_The data_
+---+

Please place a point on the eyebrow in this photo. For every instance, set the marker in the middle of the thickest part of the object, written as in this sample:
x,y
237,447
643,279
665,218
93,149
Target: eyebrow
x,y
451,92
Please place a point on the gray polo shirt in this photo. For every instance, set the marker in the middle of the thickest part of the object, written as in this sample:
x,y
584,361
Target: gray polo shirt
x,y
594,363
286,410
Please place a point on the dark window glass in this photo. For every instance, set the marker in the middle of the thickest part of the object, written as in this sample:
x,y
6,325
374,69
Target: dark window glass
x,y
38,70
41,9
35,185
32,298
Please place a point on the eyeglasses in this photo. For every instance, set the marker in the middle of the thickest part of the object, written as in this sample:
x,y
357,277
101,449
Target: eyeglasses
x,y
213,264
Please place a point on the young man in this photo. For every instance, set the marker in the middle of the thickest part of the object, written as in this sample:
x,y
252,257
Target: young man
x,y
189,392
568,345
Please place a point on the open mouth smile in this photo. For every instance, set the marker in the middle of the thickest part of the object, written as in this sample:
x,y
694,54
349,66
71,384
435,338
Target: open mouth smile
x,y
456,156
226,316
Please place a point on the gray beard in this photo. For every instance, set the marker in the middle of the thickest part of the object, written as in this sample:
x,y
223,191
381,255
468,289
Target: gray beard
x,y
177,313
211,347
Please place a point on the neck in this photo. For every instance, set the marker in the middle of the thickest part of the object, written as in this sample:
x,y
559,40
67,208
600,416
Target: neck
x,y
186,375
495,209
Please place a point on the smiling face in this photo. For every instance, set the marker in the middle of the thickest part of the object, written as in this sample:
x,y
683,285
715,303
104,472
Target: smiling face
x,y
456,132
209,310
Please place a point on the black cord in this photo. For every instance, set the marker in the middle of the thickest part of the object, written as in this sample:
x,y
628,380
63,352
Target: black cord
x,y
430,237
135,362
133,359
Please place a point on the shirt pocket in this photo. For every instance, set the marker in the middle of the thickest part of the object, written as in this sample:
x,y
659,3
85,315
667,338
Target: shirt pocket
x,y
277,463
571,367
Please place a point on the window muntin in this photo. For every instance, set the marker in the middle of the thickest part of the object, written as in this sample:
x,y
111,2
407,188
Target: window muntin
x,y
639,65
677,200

+---+

_Goal_
Write out every row above again, word for word and in the same order.

_Result below_
Please place a point on the eyebrow in this photo. For every instance, set the marker in the middle of the thickest part of the object, written as in this sample:
x,y
237,447
643,279
665,218
93,149
Target: eyebrow
x,y
451,92
Please place a point on the gray polo shirt in this photo. For every instance, set the marker in the middle of the thickest part of the object, written as in this sample:
x,y
584,361
Target: gray polo shirt
x,y
594,363
286,410
Please place a point on the dark window glass in this photo. For every instance, set the marker in the middle of the thickest part of the object, written as in this sample:
x,y
6,325
374,69
Target: dark window glass
x,y
38,70
41,9
35,185
32,298
Please place a point on the eyeglasses in this photo. For every instance, set the marker in the middle of the thickest part of the object, written as in this sample:
x,y
357,277
101,449
Target: eyeglasses
x,y
213,264
Please place a point on the young man in this photo. For every instance, set the marker in the middle of the thickest part of the object, written as in this sample:
x,y
252,257
Target: young man
x,y
189,392
568,345
Please place a point on the open mouth smile in this photo. For every instance, set the marker in the middle of the thickest part of the object, written as in this sample:
x,y
694,54
349,66
71,384
435,338
Target: open mouth smile
x,y
456,156
226,316
Please place a point on the gray beard in this photo. For every instance, set the marker in the middle of the thickest part of the object, written as in this sample:
x,y
223,191
381,255
468,289
Target: gray beard
x,y
177,313
211,347
Please place a point on the neck in this photo. For every instance, set the marker in the middle of the thickest part of the object, written as in this sample:
x,y
559,40
67,208
600,416
Target: neck
x,y
186,375
495,209
Please place a point on the smiling face in this photo. For every instance, set the marker in the middle of the thickest part of the object, written as in this sample:
x,y
683,285
715,303
104,472
Target: smiling face
x,y
456,132
209,310
Please place a point on the black cord in this photo. For every instance, set the marker in the middle of the thickest part of the object, written as in this sample:
x,y
628,380
63,352
Target: black cord
x,y
430,237
135,362
133,359
Please place a point on the shirt pocket in this photo. For every instance, set the marker in the middle of the thickest part of the object, written as in this sample:
x,y
659,3
85,315
667,338
Target: shirt pocket
x,y
277,463
571,367
Please place a point on the window muntin in this photo. For every instance, set the marker in the middle of the thickest part of the object, written as in this sample:
x,y
111,2
407,188
Target: window muntin
x,y
639,65
677,200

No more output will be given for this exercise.